(What to do) Copy out word for word the stretch of lines from the beginning through the line containing "[223,70,311,140]", leaving out any pictures.

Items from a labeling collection
* * * *
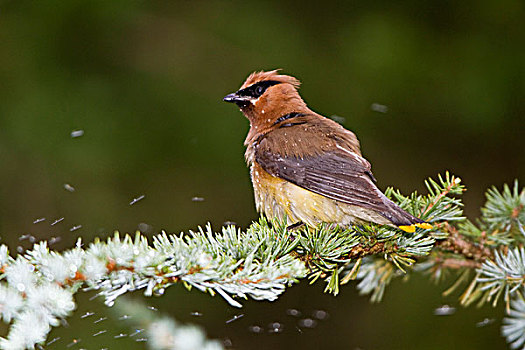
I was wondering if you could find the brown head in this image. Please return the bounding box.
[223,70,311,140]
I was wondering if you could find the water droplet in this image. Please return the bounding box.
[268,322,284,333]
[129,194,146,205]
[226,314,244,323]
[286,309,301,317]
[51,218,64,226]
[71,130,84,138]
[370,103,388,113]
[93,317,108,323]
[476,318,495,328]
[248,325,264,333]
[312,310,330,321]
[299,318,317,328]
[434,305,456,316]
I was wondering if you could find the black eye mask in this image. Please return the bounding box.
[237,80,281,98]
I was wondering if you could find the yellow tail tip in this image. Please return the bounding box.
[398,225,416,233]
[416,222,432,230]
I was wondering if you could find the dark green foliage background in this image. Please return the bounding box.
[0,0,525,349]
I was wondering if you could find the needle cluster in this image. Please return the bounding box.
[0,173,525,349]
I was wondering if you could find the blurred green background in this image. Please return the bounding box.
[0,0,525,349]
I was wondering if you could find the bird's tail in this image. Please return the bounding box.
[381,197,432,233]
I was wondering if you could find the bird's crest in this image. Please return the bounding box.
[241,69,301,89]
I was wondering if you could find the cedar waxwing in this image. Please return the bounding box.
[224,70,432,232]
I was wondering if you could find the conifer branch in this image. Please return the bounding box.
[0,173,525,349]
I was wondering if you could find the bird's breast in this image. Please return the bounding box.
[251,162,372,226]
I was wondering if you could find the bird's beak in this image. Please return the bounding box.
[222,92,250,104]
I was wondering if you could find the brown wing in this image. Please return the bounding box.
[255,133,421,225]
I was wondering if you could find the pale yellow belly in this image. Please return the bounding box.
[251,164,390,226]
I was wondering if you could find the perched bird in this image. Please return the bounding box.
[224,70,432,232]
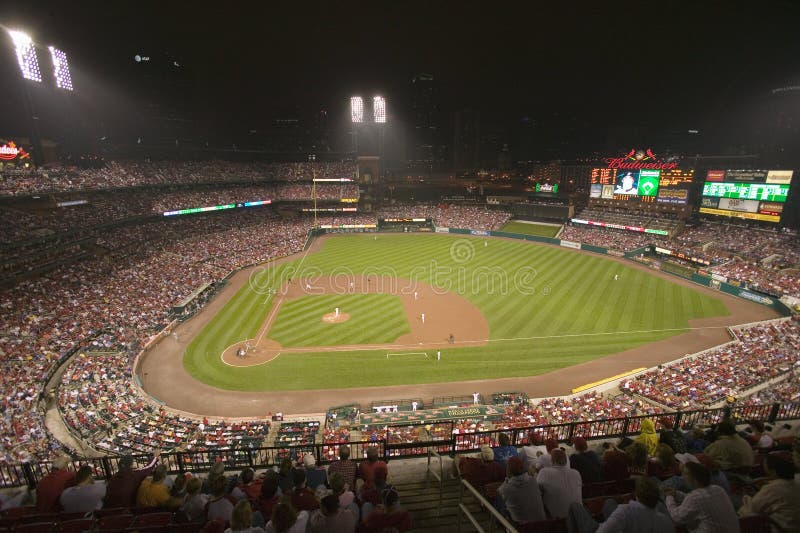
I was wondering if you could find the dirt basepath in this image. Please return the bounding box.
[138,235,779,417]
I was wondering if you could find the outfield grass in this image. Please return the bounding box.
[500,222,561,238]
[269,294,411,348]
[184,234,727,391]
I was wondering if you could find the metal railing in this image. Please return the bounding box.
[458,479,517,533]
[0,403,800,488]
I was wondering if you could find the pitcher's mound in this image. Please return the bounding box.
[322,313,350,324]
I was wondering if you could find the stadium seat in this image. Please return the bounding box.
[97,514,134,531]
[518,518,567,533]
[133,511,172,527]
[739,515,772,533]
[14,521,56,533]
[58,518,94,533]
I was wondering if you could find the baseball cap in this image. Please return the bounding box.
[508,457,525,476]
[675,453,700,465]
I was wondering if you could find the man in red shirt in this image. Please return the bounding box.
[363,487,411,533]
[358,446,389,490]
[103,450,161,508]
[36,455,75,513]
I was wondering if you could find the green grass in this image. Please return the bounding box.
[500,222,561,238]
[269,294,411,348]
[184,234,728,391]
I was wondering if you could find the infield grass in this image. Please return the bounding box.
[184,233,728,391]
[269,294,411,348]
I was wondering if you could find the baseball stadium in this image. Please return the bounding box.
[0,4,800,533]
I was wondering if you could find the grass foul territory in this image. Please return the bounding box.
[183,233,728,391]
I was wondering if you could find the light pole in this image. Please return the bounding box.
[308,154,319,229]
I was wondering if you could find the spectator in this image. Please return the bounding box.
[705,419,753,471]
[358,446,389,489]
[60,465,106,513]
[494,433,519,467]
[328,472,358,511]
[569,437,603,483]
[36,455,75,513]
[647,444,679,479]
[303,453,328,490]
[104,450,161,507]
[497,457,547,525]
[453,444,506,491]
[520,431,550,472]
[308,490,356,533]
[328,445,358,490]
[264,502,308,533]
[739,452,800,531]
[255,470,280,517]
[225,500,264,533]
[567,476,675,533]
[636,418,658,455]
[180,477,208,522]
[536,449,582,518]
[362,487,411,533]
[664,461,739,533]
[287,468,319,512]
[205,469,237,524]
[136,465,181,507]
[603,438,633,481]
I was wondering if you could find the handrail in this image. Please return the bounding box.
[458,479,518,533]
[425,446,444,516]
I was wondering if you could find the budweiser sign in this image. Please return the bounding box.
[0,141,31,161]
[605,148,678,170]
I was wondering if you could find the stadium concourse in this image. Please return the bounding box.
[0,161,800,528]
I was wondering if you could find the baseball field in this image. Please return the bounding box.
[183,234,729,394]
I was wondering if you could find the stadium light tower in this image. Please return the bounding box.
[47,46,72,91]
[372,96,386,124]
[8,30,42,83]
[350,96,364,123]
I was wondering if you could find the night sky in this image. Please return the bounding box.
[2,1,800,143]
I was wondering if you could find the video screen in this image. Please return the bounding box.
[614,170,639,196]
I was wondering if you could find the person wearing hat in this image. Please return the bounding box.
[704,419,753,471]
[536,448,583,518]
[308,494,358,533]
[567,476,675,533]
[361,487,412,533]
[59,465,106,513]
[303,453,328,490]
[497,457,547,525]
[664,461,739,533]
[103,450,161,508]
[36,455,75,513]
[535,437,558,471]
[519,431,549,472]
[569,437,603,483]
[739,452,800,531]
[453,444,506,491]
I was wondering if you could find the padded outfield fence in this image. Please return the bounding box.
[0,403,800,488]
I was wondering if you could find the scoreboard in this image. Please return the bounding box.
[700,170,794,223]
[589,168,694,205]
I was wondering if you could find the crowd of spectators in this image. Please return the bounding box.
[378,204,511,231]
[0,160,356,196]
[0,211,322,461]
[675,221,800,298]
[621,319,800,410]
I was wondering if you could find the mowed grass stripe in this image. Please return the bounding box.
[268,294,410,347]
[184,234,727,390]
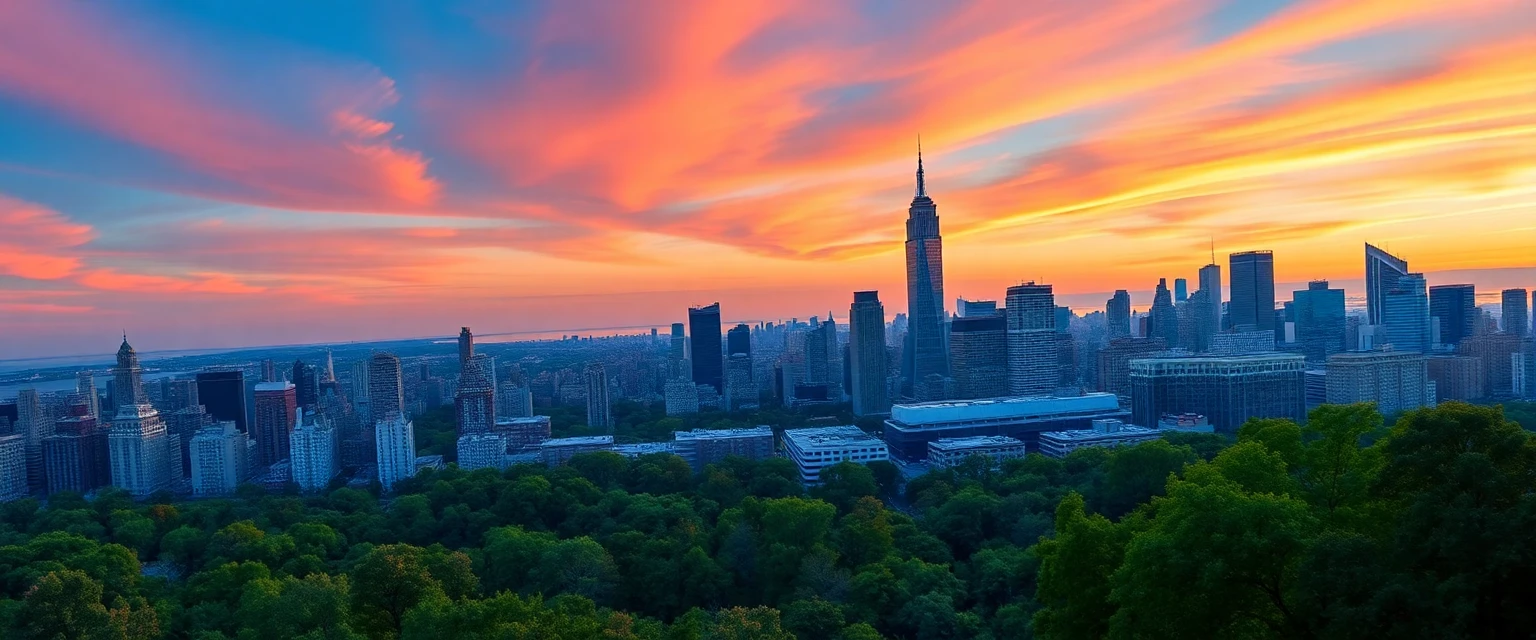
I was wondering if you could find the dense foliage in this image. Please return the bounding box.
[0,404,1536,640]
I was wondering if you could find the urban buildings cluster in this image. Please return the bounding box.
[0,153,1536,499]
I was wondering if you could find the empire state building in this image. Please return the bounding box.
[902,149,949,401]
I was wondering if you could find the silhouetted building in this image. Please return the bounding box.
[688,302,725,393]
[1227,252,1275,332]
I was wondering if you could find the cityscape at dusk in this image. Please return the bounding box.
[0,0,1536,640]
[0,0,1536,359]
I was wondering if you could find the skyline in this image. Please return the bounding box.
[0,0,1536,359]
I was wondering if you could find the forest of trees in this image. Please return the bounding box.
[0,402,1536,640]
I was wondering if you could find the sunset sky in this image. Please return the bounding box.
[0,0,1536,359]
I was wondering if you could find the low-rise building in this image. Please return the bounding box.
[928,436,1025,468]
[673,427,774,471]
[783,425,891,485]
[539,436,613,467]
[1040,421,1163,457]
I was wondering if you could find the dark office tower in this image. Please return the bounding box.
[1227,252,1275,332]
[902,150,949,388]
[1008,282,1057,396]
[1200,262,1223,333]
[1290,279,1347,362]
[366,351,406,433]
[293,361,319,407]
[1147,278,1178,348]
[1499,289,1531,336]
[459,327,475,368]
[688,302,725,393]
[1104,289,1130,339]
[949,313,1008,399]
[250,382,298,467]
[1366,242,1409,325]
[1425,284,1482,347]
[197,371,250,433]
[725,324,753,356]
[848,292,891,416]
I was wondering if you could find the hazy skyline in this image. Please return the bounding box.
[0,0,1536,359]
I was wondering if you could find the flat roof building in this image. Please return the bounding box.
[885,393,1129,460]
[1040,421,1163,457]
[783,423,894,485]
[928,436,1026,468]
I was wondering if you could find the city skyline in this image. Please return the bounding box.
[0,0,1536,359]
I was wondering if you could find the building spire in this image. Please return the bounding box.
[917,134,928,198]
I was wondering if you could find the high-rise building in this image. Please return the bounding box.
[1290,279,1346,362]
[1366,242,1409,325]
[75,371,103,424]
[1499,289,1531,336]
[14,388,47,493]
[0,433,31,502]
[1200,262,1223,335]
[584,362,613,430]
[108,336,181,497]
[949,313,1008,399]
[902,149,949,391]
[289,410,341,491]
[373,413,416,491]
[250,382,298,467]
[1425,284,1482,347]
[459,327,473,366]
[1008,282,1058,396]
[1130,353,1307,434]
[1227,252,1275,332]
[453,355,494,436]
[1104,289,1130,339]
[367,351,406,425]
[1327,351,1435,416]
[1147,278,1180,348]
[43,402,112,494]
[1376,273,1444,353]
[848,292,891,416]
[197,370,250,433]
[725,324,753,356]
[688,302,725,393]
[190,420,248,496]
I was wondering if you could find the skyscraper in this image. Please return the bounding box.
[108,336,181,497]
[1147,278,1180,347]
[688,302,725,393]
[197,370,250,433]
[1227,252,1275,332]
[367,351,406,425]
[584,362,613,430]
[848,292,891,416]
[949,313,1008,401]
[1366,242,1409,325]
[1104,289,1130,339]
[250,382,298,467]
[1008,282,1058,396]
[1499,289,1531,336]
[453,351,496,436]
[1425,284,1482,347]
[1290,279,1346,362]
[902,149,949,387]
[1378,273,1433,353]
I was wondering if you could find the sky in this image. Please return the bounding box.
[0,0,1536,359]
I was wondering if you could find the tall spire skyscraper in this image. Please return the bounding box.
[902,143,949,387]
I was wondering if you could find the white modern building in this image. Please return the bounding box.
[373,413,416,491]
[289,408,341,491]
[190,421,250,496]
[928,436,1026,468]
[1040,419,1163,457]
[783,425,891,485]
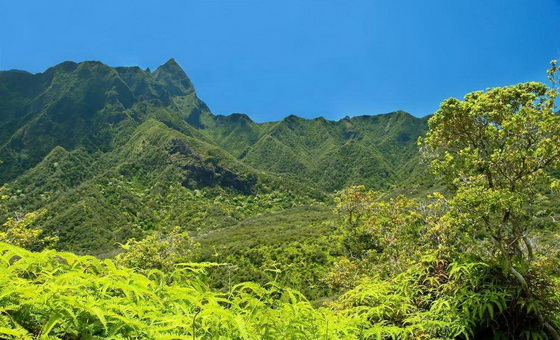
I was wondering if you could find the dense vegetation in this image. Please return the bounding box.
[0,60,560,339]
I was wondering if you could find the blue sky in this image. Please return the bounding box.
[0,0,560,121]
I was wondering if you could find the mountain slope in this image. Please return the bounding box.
* * * *
(In response)
I was wondering if you could find the brown head in this image. Please return the bounding box.
[223,70,311,140]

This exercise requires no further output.